## Record extracts
+-------+
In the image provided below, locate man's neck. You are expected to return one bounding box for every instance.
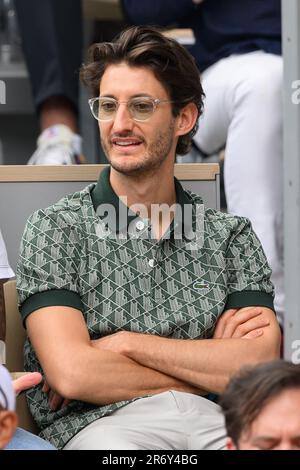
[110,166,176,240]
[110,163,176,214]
+-------+
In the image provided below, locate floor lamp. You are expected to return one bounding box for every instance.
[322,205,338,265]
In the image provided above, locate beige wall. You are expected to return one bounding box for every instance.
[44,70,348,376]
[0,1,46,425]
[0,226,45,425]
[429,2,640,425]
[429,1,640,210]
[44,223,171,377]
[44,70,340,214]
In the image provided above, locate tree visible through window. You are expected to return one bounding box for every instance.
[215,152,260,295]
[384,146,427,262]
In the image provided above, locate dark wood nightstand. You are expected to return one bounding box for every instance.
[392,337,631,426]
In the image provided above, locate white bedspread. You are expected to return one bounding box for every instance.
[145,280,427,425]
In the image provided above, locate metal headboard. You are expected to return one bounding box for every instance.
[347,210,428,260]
+-------+
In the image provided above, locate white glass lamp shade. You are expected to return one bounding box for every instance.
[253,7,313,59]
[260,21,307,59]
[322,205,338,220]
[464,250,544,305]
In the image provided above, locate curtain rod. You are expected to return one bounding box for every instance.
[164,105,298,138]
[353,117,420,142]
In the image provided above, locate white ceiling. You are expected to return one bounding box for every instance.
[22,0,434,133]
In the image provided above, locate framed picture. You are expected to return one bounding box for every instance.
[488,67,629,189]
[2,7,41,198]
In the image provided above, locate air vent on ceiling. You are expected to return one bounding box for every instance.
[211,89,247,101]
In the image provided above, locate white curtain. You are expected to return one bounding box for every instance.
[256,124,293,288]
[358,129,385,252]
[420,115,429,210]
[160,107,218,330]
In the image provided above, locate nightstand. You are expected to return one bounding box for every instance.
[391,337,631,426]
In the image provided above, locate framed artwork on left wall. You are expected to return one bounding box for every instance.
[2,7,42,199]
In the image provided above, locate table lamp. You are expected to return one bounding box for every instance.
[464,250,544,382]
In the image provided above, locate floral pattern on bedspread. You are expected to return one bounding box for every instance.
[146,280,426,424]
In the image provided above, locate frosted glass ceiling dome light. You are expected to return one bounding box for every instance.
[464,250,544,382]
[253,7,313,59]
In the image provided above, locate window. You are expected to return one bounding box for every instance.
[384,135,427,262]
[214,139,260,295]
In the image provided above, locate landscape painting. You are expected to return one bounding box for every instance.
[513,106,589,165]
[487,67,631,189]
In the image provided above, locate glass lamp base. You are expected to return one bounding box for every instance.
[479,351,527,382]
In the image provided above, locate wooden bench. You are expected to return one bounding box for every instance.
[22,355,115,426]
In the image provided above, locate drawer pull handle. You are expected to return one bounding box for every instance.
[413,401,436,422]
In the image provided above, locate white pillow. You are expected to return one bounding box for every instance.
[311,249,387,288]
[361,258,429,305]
+-------+
## Written exercise
Pull out each line of the listing above that contains the word "white".

## Written response
In the image provided above, locate white bedspread. You are expected to return one bounding box for every instance.
In the image provided above, locate white glass lamp shade. You are expected to return one bounding box for every instance.
In the image provided above, locate white ceiling. You are expected to return one bounding box for every instance.
In the image provided above, locate white curtain. You are expected to return one bounding box for every instance.
In the image provided above, locate white pillow. You are expected to return one bounding box for every instance.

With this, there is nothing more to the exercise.